Written request:
Find "One marker for each instance of the side window." in the records that follow; print that line and each subsequent line through the last one, verbatim and with nothing added.

Object point labels:
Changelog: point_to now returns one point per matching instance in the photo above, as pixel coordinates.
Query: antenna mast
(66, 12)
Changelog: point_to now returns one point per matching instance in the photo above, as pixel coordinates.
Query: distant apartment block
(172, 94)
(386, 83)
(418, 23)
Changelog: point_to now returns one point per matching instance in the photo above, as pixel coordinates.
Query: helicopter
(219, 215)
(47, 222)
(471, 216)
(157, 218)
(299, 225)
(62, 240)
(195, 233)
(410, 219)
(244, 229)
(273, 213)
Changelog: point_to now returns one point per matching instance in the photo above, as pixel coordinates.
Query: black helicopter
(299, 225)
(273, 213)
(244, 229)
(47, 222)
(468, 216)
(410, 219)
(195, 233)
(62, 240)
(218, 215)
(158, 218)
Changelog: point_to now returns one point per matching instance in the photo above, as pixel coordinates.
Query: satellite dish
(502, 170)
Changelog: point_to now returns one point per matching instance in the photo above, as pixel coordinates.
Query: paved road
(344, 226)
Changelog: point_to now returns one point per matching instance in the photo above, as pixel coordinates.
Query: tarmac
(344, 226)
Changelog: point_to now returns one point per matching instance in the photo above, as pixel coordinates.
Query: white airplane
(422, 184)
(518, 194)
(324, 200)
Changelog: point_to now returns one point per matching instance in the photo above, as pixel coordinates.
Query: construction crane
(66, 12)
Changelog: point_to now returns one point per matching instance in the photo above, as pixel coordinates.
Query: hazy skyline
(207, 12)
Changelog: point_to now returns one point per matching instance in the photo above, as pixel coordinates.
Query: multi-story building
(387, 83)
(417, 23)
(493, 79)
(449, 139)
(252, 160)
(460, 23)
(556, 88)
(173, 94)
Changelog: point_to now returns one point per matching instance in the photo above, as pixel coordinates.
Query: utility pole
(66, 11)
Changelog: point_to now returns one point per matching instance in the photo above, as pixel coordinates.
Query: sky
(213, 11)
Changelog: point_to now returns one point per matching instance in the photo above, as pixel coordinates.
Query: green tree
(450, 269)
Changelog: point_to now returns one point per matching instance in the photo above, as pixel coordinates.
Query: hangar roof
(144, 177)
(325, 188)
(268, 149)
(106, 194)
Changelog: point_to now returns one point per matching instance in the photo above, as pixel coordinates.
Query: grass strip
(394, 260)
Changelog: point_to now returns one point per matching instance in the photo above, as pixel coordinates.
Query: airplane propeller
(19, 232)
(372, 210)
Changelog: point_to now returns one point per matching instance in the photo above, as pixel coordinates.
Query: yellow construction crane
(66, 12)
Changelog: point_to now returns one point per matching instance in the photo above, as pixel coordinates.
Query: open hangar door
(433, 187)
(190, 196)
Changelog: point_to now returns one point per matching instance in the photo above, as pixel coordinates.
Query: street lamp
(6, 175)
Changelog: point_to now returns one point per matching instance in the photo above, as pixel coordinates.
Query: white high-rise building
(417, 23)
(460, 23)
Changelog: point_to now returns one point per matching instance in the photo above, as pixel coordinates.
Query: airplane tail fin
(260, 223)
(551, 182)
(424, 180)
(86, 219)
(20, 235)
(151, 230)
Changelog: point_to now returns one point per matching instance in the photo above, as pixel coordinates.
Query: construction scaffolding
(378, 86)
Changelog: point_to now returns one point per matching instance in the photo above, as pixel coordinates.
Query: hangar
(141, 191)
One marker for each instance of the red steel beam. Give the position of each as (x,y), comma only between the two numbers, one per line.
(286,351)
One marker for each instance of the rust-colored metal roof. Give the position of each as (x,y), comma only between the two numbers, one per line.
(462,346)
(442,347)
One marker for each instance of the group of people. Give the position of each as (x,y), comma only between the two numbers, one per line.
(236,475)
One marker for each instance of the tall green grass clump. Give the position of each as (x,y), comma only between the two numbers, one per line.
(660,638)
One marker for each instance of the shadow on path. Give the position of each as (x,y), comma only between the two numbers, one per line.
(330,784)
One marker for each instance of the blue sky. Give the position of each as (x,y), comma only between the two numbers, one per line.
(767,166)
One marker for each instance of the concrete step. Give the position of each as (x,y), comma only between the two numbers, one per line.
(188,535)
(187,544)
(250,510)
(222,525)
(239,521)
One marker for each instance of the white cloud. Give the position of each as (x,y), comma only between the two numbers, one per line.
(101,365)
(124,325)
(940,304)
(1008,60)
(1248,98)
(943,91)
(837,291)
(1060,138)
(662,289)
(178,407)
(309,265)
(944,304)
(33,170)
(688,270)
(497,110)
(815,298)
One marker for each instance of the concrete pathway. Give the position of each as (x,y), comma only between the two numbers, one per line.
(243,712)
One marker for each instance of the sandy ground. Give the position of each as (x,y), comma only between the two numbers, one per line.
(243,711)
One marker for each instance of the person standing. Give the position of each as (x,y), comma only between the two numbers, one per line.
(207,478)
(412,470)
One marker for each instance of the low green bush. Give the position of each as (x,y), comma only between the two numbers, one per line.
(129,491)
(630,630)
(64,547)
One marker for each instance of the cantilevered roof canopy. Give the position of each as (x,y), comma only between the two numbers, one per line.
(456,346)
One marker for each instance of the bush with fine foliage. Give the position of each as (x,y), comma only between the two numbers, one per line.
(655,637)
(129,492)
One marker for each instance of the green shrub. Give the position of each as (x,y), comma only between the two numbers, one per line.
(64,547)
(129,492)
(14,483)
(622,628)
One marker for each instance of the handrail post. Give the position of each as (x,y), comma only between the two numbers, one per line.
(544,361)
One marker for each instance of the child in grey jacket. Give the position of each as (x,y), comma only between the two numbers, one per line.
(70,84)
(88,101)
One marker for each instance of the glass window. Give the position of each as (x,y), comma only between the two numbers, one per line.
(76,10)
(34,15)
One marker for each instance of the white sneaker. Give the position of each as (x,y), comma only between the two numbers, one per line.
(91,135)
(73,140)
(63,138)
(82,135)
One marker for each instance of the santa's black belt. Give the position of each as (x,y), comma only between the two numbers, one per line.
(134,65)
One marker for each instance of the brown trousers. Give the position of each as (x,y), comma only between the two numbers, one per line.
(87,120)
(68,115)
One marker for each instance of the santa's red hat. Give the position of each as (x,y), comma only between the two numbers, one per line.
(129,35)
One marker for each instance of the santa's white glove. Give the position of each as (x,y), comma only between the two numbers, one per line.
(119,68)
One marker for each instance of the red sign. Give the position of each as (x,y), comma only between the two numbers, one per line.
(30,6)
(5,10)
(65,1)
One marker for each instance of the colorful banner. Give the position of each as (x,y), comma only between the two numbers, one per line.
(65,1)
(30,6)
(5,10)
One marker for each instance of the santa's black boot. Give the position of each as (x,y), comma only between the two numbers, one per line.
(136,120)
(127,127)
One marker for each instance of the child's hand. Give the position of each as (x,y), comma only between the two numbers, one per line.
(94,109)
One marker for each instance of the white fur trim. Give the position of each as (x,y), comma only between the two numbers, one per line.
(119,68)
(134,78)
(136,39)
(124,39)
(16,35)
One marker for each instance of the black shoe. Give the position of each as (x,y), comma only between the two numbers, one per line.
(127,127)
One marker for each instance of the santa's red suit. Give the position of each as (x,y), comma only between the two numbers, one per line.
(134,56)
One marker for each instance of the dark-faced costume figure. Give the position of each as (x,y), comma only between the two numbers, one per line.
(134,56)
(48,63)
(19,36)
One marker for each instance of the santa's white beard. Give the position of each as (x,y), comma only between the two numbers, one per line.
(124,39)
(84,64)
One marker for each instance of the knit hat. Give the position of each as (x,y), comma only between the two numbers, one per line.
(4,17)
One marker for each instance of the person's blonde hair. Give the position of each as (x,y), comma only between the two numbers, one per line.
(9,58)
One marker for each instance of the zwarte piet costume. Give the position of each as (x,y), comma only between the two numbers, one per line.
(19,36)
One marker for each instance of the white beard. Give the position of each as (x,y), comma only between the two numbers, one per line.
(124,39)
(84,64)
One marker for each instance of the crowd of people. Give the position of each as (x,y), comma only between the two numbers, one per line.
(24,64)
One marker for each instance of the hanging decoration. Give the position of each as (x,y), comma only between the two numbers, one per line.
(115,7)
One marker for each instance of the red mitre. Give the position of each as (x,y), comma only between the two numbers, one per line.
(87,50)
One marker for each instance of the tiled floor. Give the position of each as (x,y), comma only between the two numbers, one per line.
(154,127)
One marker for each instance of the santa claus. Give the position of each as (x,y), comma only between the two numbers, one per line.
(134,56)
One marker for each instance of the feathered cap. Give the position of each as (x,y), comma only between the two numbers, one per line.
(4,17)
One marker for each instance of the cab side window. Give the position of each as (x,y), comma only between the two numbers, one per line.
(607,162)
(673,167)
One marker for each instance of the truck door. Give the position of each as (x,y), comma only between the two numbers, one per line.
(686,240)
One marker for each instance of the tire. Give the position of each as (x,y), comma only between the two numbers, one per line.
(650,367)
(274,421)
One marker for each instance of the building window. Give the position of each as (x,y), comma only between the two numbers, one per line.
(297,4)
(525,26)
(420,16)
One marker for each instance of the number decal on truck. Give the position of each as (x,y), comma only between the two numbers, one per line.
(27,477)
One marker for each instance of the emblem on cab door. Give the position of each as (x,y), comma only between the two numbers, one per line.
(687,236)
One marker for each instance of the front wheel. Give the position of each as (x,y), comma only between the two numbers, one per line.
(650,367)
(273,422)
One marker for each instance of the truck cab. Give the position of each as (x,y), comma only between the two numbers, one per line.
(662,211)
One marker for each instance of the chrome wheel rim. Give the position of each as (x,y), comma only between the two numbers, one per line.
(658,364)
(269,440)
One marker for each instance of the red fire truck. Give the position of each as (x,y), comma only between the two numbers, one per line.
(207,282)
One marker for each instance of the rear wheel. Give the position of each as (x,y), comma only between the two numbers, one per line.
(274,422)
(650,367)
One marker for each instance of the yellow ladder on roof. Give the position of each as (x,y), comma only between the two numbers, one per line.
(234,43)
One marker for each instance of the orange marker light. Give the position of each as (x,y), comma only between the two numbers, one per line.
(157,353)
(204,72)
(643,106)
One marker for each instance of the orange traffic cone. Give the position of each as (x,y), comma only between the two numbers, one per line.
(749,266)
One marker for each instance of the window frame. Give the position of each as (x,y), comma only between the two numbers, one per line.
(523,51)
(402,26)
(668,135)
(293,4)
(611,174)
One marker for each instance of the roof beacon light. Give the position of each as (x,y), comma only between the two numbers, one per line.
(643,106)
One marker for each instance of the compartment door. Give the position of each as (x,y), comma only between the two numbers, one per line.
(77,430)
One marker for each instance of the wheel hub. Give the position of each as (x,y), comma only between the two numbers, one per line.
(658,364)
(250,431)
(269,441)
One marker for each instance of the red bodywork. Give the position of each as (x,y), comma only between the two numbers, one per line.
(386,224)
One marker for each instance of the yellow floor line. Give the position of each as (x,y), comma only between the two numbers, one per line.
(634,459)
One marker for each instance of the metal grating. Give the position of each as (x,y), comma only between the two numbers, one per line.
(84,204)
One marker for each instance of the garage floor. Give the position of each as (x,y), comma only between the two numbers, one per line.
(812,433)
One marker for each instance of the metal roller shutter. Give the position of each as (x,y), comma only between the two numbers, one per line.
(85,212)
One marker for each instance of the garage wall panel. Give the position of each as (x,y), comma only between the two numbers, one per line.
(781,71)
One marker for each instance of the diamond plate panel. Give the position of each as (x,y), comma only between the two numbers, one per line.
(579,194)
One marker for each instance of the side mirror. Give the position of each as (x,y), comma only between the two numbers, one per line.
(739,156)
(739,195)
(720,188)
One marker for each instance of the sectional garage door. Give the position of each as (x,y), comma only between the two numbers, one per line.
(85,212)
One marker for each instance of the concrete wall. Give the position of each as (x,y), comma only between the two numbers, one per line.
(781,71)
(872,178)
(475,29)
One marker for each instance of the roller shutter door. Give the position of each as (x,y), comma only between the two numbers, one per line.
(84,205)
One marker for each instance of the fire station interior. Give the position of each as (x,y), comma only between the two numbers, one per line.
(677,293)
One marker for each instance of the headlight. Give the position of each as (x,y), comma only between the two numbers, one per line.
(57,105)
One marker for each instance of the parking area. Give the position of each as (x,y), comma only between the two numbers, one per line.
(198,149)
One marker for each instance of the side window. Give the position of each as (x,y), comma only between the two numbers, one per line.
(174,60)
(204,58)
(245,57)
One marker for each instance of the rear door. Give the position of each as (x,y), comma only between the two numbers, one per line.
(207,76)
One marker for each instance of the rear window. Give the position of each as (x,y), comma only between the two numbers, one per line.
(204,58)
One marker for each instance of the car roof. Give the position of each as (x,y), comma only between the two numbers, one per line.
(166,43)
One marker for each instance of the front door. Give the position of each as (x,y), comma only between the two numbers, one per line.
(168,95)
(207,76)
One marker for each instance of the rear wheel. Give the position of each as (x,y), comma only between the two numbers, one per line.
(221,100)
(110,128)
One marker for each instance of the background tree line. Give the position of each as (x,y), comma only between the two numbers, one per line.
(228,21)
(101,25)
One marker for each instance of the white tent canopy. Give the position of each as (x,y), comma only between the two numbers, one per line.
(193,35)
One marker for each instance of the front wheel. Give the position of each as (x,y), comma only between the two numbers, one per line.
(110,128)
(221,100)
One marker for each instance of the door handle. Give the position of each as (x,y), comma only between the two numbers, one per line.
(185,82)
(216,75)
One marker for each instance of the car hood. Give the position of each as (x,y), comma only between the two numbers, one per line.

Written solution:
One marker for each instance of the side window. Give the position of each as (x,y), comma only between the two numbers, one per line.
(174,60)
(204,58)
(245,57)
One marker for each instance of the rear door. Give the position of each as (x,y), comma only between the two numbers, one per line.
(207,76)
One marker for each instance of the rear window. Give the position of each as (x,y), comma only between the two numbers, one per line.
(204,58)
One marker for each instance of the car roof. Give the position of each as (x,y), comma only between the two numbers, one per line.
(166,43)
One marker for each instance of the front door. Give the position of each as (x,y), comma only between the two numbers, one per line.
(168,95)
(207,76)
One marker for each instance of the rear wheel. Give the position of each as (x,y), comma only between the two numbers, one per line.
(221,100)
(110,128)
One marker for each instance of the background tree line. Give the position of each as (x,y), comma only between the two numbers, one per line.
(228,21)
(101,25)
One marker for each instance of the white tent canopy. Give the position of each as (x,y), comma only between the two numbers, one per line.
(193,35)
One marker for each instance of the front wheel. Give the position of each as (x,y), comma only between the two numbers, one per line.
(110,128)
(221,100)
One marker for each instance of the door handle. Give the position of each as (x,y), comma only between the two numbers, one per line.
(185,82)
(216,75)
One marker for each instance of the car hood. Give the position of each as (x,y), comma only between the two numbers, one per line.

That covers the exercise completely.